PROBLEM TO WORK ON –
Search the data for lines holding the word "clicks". State how many there are, and nothing else.

Saved data entries

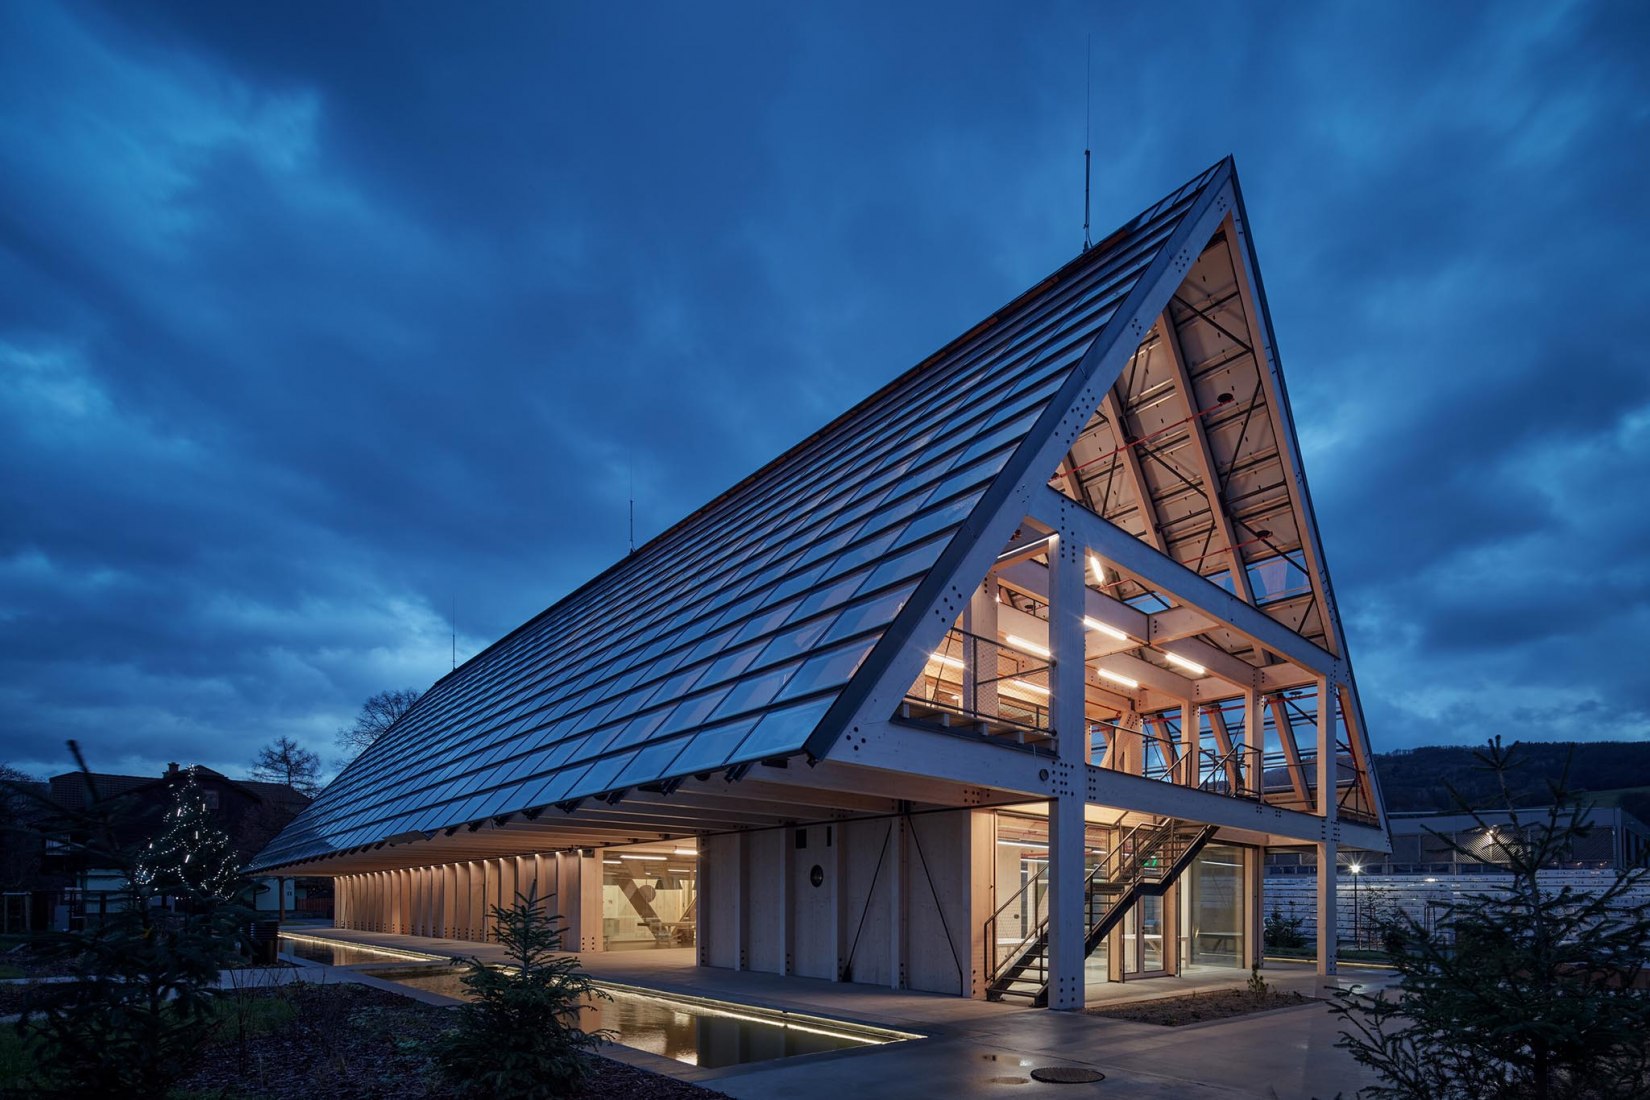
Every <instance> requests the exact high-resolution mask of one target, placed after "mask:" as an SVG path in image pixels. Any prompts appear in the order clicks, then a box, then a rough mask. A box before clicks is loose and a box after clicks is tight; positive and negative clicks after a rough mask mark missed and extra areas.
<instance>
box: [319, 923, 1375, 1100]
mask: <svg viewBox="0 0 1650 1100" xmlns="http://www.w3.org/2000/svg"><path fill="white" fill-rule="evenodd" d="M305 933H309V935H320V937H325V938H333V940H338V942H345V943H353V945H368V947H383V948H404V950H414V952H419V953H427V955H475V957H480V958H483V960H488V961H490V960H495V958H500V953H498V948H497V945H487V943H470V942H462V940H431V938H424V937H401V935H386V933H368V932H355V930H345V928H315V930H305ZM582 960H584V965H586V970H589V973H591V975H592V976H596V978H602V980H609V981H619V983H625V985H642V986H650V988H655V990H662V991H675V993H691V994H696V996H711V998H719V999H731V1001H741V1003H747V1004H761V1006H767V1008H784V1009H790V1011H802V1013H812V1014H818V1016H832V1018H838V1019H856V1021H865V1022H873V1024H884V1026H889V1027H898V1029H904V1031H914V1032H919V1034H922V1036H926V1039H921V1041H914V1042H898V1044H889V1046H881V1047H870V1049H855V1051H838V1052H832V1054H815V1055H808V1057H800V1059H785V1060H780V1062H756V1064H751V1065H734V1067H724V1069H714V1070H708V1069H700V1067H691V1065H685V1064H680V1062H670V1060H667V1059H660V1057H655V1055H645V1054H640V1052H635V1054H637V1055H639V1057H637V1055H632V1052H629V1051H615V1054H619V1055H620V1057H622V1060H625V1062H634V1064H639V1065H647V1067H650V1069H658V1070H660V1072H667V1074H672V1075H675V1077H681V1079H686V1080H696V1082H700V1084H703V1085H706V1087H709V1088H716V1090H719V1092H726V1093H728V1095H731V1097H736V1098H739V1100H767V1098H774V1100H779V1098H784V1100H815V1098H817V1100H845V1098H851V1100H883V1098H888V1100H894V1098H899V1100H904V1098H906V1097H914V1095H939V1097H945V1098H947V1100H965V1098H972V1097H1006V1095H1013V1097H1039V1095H1046V1097H1112V1098H1140V1097H1153V1098H1158V1100H1167V1098H1171V1097H1188V1098H1191V1100H1196V1098H1200V1097H1209V1098H1239V1097H1264V1098H1269V1100H1297V1098H1299V1100H1308V1098H1310V1097H1322V1098H1323V1100H1328V1098H1330V1097H1335V1093H1338V1092H1340V1093H1346V1095H1351V1093H1355V1092H1356V1090H1358V1088H1360V1087H1363V1085H1368V1084H1373V1079H1371V1077H1369V1075H1368V1074H1366V1072H1365V1070H1363V1069H1361V1067H1358V1065H1356V1064H1355V1062H1353V1060H1351V1059H1350V1057H1348V1055H1346V1054H1345V1052H1343V1051H1338V1049H1335V1037H1336V1032H1338V1027H1336V1024H1335V1019H1333V1018H1332V1016H1330V1014H1328V1013H1327V1011H1325V1008H1323V1006H1322V1004H1307V1006H1299V1008H1287V1009H1279V1011H1274V1013H1262V1014H1256V1016H1241V1018H1234V1019H1224V1021H1211V1022H1204V1024H1191V1026H1186V1027H1158V1026H1153V1024H1134V1022H1127V1021H1115V1019H1104V1018H1096V1016H1082V1014H1072V1013H1049V1011H1044V1009H1030V1008H1021V1006H1011V1004H990V1003H985V1001H969V999H964V998H955V996H939V994H924V993H907V991H893V990H883V988H876V986H863V985H848V983H835V981H820V980H810V978H782V976H777V975H757V973H749V971H731V970H718V968H708V966H695V965H693V952H691V950H686V948H681V950H653V952H601V953H587V955H584V957H582ZM1246 978H1247V976H1246V975H1234V973H1233V971H1229V970H1228V971H1213V970H1208V968H1206V970H1203V971H1201V973H1200V975H1198V976H1195V978H1162V980H1152V981H1140V983H1129V985H1109V986H1097V988H1092V990H1091V1001H1092V999H1107V1001H1122V999H1127V1001H1138V999H1145V998H1148V996H1150V998H1157V996H1175V994H1180V993H1186V991H1195V990H1211V988H1231V986H1241V985H1242V983H1244V980H1246ZM1266 978H1267V980H1269V981H1270V983H1272V985H1274V986H1275V988H1279V990H1299V991H1307V993H1310V991H1313V990H1317V988H1318V981H1317V976H1315V975H1313V973H1312V971H1310V970H1308V968H1305V966H1290V965H1277V963H1274V965H1270V966H1269V968H1267V971H1266ZM1386 978H1388V975H1386V973H1384V971H1348V973H1346V975H1343V978H1341V981H1343V985H1350V983H1365V985H1381V983H1384V980H1386ZM1043 1065H1086V1067H1092V1069H1097V1070H1101V1072H1104V1074H1105V1080H1104V1082H1102V1084H1097V1085H1048V1084H1039V1082H1033V1080H1031V1077H1030V1070H1031V1069H1033V1067H1043Z"/></svg>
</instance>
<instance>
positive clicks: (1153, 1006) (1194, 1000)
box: [1087, 990, 1317, 1027]
mask: <svg viewBox="0 0 1650 1100" xmlns="http://www.w3.org/2000/svg"><path fill="white" fill-rule="evenodd" d="M1313 999H1317V998H1310V996H1305V994H1303V993H1284V991H1279V990H1269V991H1266V993H1261V994H1254V993H1249V991H1247V990H1216V991H1213V993H1188V994H1186V996H1171V998H1163V999H1160V1001H1134V1003H1132V1004H1107V1006H1105V1008H1091V1009H1087V1014H1089V1016H1105V1018H1109V1019H1127V1021H1134V1022H1137V1024H1162V1026H1165V1027H1180V1026H1181V1024H1200V1022H1203V1021H1209V1019H1229V1018H1233V1016H1247V1014H1251V1013H1267V1011H1270V1009H1274V1008H1294V1006H1295V1004H1308V1003H1312V1001H1313Z"/></svg>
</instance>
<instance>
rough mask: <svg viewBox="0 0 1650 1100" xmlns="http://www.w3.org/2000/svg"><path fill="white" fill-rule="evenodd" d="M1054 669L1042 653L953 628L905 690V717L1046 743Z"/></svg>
mask: <svg viewBox="0 0 1650 1100" xmlns="http://www.w3.org/2000/svg"><path fill="white" fill-rule="evenodd" d="M1053 668H1054V661H1053V660H1051V658H1048V656H1043V655H1039V653H1031V651H1028V650H1023V648H1018V646H1013V645H1008V643H1006V642H997V640H995V638H985V637H982V635H977V633H967V632H964V630H950V632H947V633H945V638H944V642H940V645H939V648H936V650H934V651H932V653H929V660H927V663H926V665H924V666H922V673H921V675H919V676H917V679H916V683H914V684H911V689H909V691H907V693H906V698H904V703H903V704H901V717H904V719H911V721H922V722H932V724H939V726H945V727H962V729H973V731H975V732H980V734H988V736H1008V737H1013V739H1015V740H1020V742H1025V744H1046V742H1049V740H1051V737H1053V734H1051V722H1049V709H1048V704H1049V689H1051V673H1053Z"/></svg>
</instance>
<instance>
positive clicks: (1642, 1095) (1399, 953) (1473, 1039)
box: [1333, 739, 1650, 1100]
mask: <svg viewBox="0 0 1650 1100" xmlns="http://www.w3.org/2000/svg"><path fill="white" fill-rule="evenodd" d="M1478 759H1480V764H1482V765H1483V767H1485V769H1488V770H1490V772H1492V773H1493V777H1495V780H1497V785H1498V787H1500V790H1501V793H1503V798H1505V801H1506V806H1508V816H1510V823H1508V820H1506V818H1501V816H1500V815H1497V821H1495V823H1490V821H1487V820H1485V818H1483V816H1482V815H1480V813H1477V811H1475V810H1472V808H1470V806H1465V805H1462V808H1464V810H1465V811H1467V813H1472V816H1473V818H1475V821H1477V823H1478V826H1480V828H1482V830H1483V831H1485V833H1487V834H1490V836H1493V838H1495V839H1493V841H1492V843H1493V849H1495V851H1493V854H1492V858H1493V863H1495V864H1505V866H1506V871H1508V872H1510V877H1511V882H1510V887H1508V889H1506V891H1505V892H1501V891H1495V889H1482V891H1472V892H1464V894H1460V896H1459V897H1457V900H1454V902H1452V904H1450V905H1449V907H1447V909H1445V912H1444V914H1442V917H1440V919H1439V920H1437V922H1435V924H1434V925H1432V927H1431V928H1429V927H1426V925H1422V924H1421V922H1417V920H1414V919H1412V917H1409V915H1407V914H1396V915H1394V917H1393V919H1389V920H1386V922H1384V925H1383V928H1381V932H1383V935H1384V942H1386V945H1388V947H1389V950H1391V953H1393V965H1394V966H1396V970H1398V975H1399V980H1398V985H1396V990H1391V991H1384V993H1378V994H1363V993H1356V991H1343V993H1340V994H1338V1004H1336V1006H1335V1008H1333V1011H1335V1014H1336V1016H1340V1019H1341V1022H1343V1031H1341V1037H1340V1041H1338V1044H1336V1046H1341V1047H1345V1049H1346V1051H1350V1052H1351V1055H1353V1057H1355V1059H1356V1060H1358V1062H1361V1064H1365V1065H1368V1067H1371V1069H1374V1070H1376V1072H1378V1074H1379V1075H1381V1079H1383V1082H1381V1084H1379V1085H1374V1087H1369V1088H1365V1090H1363V1092H1360V1097H1365V1098H1368V1100H1515V1098H1518V1100H1525V1098H1533V1100H1556V1098H1561V1097H1563V1098H1564V1100H1605V1098H1619V1097H1643V1095H1650V983H1647V981H1645V978H1647V976H1650V971H1647V968H1645V966H1647V961H1650V902H1647V900H1643V897H1645V894H1643V892H1642V887H1643V884H1645V882H1647V877H1645V876H1647V871H1645V867H1642V866H1640V867H1627V869H1620V871H1617V872H1615V874H1614V877H1612V879H1610V881H1609V882H1607V884H1605V886H1604V889H1597V891H1579V889H1576V887H1572V886H1563V887H1559V889H1544V887H1543V886H1541V882H1539V881H1538V877H1536V876H1538V872H1539V871H1541V869H1543V867H1548V866H1553V864H1556V863H1564V861H1566V859H1567V858H1569V853H1571V849H1572V846H1574V841H1576V839H1579V838H1582V836H1586V833H1587V831H1589V826H1587V825H1586V808H1584V806H1581V805H1579V803H1577V801H1576V798H1574V797H1572V793H1571V792H1569V790H1567V788H1566V783H1564V780H1561V782H1558V783H1553V785H1551V792H1549V793H1551V798H1553V806H1551V808H1549V810H1546V811H1539V813H1533V811H1528V810H1525V811H1523V813H1521V811H1518V810H1516V808H1515V806H1513V801H1515V800H1513V798H1511V793H1513V788H1515V782H1513V780H1511V778H1510V777H1511V773H1513V772H1515V770H1516V762H1515V760H1513V759H1511V757H1510V754H1508V750H1505V749H1503V747H1501V742H1500V739H1495V740H1492V742H1490V745H1488V749H1487V750H1483V752H1480V754H1478ZM1492 830H1493V833H1492ZM1434 836H1439V839H1444V841H1445V843H1449V844H1452V846H1454V848H1455V849H1457V851H1459V853H1460V854H1462V856H1465V858H1470V859H1478V861H1487V859H1485V858H1483V856H1482V854H1478V853H1473V851H1468V849H1465V848H1460V846H1459V844H1455V843H1454V841H1452V839H1450V838H1447V836H1444V834H1440V833H1434Z"/></svg>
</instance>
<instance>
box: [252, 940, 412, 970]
mask: <svg viewBox="0 0 1650 1100" xmlns="http://www.w3.org/2000/svg"><path fill="white" fill-rule="evenodd" d="M281 950H282V952H285V953H287V955H294V957H297V958H304V960H309V961H312V963H325V965H327V966H358V965H361V963H391V961H396V960H399V961H411V960H422V958H424V957H421V955H408V953H401V952H386V950H376V948H368V947H347V945H343V943H337V942H330V940H312V938H309V937H292V935H282V937H281Z"/></svg>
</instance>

OUTPUT BELOW –
3